▶

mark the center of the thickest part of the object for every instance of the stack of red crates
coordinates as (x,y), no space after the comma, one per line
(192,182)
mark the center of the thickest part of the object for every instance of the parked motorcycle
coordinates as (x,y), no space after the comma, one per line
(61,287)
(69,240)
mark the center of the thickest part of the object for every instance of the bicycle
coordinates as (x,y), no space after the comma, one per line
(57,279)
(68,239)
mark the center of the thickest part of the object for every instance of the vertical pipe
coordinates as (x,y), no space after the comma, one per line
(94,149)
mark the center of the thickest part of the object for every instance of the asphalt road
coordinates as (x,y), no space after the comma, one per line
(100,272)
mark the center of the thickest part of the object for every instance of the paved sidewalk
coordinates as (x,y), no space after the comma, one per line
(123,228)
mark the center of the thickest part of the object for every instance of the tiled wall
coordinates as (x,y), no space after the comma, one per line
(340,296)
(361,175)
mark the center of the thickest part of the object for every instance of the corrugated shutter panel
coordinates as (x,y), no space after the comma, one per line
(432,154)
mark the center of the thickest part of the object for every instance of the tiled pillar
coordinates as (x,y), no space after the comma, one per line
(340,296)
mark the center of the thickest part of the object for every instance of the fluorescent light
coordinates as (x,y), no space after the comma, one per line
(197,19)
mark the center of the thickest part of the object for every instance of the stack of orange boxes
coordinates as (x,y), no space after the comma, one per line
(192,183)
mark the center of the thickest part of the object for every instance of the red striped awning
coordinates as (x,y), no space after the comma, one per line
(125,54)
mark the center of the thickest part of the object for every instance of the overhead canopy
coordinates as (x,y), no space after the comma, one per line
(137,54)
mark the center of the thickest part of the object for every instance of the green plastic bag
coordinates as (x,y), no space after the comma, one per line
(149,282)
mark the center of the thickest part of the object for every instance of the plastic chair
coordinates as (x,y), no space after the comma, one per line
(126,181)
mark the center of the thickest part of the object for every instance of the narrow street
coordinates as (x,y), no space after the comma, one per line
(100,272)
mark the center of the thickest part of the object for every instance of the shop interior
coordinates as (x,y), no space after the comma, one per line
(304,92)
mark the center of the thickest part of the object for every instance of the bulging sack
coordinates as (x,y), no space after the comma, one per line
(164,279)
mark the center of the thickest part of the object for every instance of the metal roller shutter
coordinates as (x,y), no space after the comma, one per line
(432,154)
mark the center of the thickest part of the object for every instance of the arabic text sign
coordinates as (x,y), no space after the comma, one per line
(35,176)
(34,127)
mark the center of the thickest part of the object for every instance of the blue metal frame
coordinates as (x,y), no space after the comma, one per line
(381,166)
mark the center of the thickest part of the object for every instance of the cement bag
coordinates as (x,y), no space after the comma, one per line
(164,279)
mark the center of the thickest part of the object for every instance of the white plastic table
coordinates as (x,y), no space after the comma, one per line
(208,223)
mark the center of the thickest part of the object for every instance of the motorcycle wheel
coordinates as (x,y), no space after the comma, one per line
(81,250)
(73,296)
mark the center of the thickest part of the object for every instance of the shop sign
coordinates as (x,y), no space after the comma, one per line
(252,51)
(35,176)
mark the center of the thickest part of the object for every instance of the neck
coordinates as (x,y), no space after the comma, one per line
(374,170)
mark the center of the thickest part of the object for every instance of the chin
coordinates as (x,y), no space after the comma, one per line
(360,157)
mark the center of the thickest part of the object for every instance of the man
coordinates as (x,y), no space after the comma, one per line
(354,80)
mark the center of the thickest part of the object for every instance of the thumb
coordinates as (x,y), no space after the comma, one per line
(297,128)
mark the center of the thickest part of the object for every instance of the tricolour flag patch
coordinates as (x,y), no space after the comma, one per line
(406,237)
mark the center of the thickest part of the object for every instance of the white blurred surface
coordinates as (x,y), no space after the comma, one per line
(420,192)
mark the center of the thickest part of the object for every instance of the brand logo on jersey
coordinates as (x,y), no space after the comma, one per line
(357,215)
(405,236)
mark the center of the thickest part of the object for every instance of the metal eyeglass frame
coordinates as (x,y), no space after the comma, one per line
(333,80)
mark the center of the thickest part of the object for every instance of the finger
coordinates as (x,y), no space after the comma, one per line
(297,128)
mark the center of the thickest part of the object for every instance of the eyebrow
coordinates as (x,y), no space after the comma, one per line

◀

Exercise aim - Rewrite the stretch from the line containing "white blurred surface" through the end of the records as a numbered list, omitting blank lines.

Solution to the exercise -
1. mark the center of the thickest part of the object for every instance of the white blurred surface
2. coordinates as (x,y), no space after the comma, one per line
3. (420,192)
4. mark the center of the thickest part of the object for every instance of the brand logo on jersey
5. coordinates as (x,y), no space after the comma, one per line
6. (357,215)
7. (405,236)
8. mark the center of the thickest part of the object for every instance of the metal eyeglass frame
9. coordinates as (x,y), no space after the comma, one per line
10. (333,80)
11. mark the center of the thickest part of the object for every instance of the finger
12. coordinates as (x,y), no space after the comma, one per line
13. (297,128)
14. mark the center of the thickest part of the object for every instance of the eyebrow
15. coordinates as (x,y), no space after the comma, one per line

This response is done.